[Given records]
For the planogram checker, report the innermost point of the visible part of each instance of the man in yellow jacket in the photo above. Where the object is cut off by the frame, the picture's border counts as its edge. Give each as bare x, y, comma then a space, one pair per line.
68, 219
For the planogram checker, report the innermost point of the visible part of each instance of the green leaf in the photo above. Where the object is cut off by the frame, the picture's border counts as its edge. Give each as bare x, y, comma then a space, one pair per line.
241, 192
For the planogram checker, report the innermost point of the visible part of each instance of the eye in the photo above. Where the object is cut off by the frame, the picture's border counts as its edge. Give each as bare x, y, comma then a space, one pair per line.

[Problem to work on] All of the data above needs to be set down again exactly. Include every line.

[Task answer]
For the planogram checker, report the innermost point of the visible part of each instance of the man in yellow jacket in the photo above. Where the object is cut off by the frame, the picture's border counts as its edge. Give each as bare x, y, comma then a space, one pair per line.
68, 219
For the planogram checker, report the innermost point of the visible part of each instance of the green leaf in the photo above. Where the object is cut off by the frame, the picture's border counts as its edge. Give each as bare x, y, comma then a space, one pair per line.
241, 192
For the planogram checker, report the innermost point of the visible part of each instance of the eye in the photo above. Where the object is cut off by the frame, the picture's border counts as its edge. Give each as bare x, y, comma then a space, one pair per line.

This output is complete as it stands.